#### SUPPLIED MATERIAL

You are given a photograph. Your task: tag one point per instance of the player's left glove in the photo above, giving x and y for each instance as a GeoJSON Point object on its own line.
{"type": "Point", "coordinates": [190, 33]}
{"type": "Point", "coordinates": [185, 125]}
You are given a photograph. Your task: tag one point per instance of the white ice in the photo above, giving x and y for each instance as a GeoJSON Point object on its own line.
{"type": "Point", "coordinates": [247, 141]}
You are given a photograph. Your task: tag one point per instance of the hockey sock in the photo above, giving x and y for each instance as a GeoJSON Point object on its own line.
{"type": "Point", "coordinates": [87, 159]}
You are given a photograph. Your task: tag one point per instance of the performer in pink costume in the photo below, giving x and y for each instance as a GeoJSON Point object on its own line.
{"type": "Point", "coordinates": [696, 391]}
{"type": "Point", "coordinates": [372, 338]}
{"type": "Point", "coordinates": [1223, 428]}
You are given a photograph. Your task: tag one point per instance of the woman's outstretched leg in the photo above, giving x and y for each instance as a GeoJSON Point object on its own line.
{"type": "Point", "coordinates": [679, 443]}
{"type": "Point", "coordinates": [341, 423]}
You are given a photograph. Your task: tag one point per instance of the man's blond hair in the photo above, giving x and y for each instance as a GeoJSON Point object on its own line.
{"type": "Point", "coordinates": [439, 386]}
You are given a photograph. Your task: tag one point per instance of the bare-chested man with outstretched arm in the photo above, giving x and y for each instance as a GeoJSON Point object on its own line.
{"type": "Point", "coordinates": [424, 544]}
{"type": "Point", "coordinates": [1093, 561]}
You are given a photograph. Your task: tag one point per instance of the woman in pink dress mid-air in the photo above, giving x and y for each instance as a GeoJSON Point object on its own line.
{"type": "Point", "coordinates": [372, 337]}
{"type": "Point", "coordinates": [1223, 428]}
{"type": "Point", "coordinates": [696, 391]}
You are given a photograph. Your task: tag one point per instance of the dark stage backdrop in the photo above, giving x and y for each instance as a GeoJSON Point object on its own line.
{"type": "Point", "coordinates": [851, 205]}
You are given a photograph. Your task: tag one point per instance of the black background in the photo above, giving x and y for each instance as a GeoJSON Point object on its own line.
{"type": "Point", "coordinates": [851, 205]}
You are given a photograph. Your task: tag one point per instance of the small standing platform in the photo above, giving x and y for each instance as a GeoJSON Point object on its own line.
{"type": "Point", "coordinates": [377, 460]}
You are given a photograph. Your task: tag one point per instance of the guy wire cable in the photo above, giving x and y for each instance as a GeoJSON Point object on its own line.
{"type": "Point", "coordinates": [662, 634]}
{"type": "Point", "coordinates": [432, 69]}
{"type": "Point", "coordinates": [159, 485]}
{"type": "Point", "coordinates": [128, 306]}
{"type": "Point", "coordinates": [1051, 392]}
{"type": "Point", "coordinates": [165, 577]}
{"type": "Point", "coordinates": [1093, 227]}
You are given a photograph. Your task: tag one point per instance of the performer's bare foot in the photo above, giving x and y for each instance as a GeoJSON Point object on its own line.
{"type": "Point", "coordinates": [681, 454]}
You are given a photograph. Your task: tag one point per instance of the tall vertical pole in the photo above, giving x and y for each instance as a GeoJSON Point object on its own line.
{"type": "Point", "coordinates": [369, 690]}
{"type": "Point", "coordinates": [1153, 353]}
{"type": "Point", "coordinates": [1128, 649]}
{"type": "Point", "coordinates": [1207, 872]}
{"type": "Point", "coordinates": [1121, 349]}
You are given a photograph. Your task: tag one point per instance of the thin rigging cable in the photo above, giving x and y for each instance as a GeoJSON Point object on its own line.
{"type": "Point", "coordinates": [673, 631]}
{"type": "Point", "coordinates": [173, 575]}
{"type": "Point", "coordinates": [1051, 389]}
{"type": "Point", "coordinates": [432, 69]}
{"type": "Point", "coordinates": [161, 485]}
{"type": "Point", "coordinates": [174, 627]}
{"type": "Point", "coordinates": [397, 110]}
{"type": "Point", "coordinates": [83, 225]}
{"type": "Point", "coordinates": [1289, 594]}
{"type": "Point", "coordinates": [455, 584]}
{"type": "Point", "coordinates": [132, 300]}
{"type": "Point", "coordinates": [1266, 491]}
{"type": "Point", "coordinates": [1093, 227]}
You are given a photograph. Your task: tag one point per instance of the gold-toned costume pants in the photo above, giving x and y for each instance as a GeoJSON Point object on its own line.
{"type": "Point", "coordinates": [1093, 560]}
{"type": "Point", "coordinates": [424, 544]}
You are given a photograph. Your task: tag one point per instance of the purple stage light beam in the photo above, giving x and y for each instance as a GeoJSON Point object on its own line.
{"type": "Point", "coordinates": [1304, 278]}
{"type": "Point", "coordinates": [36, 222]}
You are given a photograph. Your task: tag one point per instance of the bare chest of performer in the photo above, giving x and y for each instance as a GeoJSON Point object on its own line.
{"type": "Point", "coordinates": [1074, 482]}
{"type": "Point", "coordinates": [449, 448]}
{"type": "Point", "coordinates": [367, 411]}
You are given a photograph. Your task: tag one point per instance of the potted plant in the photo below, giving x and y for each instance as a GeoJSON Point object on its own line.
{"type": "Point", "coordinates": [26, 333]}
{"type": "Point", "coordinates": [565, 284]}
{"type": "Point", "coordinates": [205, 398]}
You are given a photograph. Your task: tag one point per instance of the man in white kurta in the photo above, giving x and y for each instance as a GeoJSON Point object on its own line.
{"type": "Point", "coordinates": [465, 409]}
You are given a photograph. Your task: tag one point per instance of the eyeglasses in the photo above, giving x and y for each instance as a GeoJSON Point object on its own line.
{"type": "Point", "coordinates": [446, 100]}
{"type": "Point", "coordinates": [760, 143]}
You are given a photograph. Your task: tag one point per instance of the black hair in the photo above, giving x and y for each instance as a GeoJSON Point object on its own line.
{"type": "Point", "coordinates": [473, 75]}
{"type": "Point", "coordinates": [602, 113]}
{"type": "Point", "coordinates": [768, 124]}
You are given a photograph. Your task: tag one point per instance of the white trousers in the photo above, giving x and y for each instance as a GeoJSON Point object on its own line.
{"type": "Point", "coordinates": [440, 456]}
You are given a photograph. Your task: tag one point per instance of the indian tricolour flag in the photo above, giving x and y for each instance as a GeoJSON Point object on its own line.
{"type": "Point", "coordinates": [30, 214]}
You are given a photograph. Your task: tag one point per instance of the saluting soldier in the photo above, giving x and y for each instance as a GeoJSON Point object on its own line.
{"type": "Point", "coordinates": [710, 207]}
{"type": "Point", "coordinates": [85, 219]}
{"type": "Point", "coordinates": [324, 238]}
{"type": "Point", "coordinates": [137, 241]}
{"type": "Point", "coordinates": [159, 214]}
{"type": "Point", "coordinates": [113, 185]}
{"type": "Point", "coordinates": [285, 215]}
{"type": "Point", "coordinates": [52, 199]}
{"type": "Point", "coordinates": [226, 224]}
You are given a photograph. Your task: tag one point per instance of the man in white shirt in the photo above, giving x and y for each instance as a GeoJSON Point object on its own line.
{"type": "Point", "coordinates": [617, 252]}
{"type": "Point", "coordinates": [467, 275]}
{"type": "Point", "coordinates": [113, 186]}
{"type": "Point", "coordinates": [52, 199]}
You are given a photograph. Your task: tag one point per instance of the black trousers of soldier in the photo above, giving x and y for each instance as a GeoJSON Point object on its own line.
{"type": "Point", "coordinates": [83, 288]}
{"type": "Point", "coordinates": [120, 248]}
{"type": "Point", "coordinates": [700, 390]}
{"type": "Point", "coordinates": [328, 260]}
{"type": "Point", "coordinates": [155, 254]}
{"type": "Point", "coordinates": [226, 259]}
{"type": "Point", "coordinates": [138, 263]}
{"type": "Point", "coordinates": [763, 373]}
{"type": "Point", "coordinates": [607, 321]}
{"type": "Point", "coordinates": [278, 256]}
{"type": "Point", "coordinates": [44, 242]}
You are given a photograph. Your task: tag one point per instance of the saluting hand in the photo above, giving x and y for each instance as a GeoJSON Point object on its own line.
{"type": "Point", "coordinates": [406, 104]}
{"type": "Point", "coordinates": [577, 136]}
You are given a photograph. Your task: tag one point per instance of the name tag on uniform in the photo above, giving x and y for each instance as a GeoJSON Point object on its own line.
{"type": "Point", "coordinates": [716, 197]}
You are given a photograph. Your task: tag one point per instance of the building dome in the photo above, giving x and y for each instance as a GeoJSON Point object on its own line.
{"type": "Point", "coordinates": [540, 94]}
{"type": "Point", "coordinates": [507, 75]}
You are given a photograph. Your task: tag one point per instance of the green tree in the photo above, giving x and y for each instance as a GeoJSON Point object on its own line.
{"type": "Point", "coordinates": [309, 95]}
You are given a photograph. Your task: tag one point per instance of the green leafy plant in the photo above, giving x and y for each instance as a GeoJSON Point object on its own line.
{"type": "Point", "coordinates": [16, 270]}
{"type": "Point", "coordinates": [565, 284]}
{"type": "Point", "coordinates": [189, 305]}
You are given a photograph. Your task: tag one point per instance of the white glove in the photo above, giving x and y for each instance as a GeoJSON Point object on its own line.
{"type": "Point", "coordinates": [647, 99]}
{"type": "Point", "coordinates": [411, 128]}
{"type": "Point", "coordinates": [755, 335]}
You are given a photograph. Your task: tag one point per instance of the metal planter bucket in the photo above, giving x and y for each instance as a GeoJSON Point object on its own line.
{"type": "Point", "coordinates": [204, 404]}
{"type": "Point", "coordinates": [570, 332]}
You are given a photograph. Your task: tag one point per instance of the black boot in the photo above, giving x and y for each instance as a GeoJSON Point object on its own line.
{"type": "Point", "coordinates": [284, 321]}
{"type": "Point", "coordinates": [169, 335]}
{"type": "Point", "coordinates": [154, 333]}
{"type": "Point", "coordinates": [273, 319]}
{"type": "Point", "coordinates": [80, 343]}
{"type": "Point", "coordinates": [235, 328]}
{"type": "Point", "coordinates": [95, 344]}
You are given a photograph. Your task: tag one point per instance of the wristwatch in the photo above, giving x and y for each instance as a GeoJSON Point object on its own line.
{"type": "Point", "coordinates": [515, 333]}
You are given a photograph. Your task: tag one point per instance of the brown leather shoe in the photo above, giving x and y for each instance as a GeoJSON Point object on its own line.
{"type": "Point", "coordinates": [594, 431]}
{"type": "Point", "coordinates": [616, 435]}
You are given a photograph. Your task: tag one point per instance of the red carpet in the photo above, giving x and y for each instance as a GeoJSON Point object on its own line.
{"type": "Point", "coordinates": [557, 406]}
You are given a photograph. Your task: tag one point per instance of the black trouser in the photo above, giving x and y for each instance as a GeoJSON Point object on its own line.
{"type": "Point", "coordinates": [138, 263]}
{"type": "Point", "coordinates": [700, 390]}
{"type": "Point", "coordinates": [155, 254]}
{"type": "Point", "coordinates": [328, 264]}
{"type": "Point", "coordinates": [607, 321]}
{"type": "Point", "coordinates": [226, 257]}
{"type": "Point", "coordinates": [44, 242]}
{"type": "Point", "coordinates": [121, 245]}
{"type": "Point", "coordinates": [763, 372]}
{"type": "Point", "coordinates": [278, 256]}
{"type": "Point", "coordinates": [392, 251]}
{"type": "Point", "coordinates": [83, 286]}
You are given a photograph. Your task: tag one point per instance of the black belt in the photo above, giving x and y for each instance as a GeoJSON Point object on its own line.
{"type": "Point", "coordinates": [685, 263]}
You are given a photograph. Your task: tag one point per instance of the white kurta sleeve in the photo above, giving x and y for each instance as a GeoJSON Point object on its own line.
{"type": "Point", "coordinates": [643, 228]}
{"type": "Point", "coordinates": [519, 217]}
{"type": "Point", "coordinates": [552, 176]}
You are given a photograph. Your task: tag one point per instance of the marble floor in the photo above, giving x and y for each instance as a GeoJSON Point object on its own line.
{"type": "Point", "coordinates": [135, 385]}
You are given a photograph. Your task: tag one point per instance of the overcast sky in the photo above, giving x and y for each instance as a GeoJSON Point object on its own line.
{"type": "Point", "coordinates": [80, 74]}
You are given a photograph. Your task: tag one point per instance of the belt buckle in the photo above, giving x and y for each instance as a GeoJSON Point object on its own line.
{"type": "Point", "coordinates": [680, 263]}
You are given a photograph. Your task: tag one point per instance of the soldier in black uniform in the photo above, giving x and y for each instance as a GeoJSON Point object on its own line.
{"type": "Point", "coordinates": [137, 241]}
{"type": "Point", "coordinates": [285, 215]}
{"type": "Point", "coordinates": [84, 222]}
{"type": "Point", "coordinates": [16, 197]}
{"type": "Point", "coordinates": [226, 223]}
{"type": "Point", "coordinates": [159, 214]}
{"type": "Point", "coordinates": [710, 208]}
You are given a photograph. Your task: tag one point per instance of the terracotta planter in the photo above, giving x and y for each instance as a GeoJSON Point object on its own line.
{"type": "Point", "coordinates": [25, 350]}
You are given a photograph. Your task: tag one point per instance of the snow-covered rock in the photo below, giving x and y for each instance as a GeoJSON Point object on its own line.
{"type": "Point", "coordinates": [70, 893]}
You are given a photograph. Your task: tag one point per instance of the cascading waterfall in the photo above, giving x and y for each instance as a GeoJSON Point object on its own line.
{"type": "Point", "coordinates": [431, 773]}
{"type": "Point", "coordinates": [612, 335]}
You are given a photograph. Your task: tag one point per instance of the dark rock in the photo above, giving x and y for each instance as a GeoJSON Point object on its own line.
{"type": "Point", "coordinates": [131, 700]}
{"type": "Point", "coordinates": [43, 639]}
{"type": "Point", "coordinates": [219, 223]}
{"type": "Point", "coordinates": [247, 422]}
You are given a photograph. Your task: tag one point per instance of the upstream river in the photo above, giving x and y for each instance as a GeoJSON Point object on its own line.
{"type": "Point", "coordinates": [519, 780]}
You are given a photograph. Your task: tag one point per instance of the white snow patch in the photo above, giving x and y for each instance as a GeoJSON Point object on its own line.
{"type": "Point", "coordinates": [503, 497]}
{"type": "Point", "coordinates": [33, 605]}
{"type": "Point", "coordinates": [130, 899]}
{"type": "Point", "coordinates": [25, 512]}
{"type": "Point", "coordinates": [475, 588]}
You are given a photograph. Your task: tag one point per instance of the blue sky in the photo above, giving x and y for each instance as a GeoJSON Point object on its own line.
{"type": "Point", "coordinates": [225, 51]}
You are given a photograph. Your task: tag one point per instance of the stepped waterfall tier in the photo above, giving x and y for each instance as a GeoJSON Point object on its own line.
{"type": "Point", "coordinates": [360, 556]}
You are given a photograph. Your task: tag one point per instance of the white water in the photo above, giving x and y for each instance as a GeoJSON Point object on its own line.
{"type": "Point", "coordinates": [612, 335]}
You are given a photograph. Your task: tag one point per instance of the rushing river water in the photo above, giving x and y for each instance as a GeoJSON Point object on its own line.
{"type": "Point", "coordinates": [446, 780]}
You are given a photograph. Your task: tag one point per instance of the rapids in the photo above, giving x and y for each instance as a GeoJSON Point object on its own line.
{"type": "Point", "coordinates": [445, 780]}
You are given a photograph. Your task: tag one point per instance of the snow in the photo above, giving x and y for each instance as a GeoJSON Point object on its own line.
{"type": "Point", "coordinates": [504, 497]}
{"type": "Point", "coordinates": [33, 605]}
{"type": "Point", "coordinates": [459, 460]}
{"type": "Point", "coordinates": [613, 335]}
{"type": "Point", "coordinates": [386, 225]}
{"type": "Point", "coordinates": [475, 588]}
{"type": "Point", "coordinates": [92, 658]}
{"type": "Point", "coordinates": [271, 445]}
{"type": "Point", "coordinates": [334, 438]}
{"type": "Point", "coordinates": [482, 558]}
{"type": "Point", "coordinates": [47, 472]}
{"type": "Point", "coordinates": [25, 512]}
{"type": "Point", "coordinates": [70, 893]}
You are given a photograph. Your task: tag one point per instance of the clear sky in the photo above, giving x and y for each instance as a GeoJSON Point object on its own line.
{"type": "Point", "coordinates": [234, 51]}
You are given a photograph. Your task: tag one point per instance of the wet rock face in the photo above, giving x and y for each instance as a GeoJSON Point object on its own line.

########

- WHAT TO DO
Starting at the line that contains "the snow in", retype each line through the end of the listing above and nothing else.

- REPLY
You are given a photograph. Your task: tag one point per instance of the snow in the photo above, giving x and y for each instance as a GeoJSON Point object on its own line.
{"type": "Point", "coordinates": [504, 497]}
{"type": "Point", "coordinates": [33, 605]}
{"type": "Point", "coordinates": [459, 460]}
{"type": "Point", "coordinates": [613, 335]}
{"type": "Point", "coordinates": [386, 225]}
{"type": "Point", "coordinates": [475, 588]}
{"type": "Point", "coordinates": [92, 658]}
{"type": "Point", "coordinates": [271, 445]}
{"type": "Point", "coordinates": [334, 438]}
{"type": "Point", "coordinates": [482, 558]}
{"type": "Point", "coordinates": [47, 472]}
{"type": "Point", "coordinates": [25, 512]}
{"type": "Point", "coordinates": [70, 893]}
You are given a photograph. Your task: tag one point per instance of the clear sky in the photo above, giving x and y for each instance as a GeoJSON Point object on its own line.
{"type": "Point", "coordinates": [234, 51]}
You are given a photograph. Your task: tag one point per instance of the wet rock face in the photo above, giving x and y for each instance as a GeoJSON Point object on its own line.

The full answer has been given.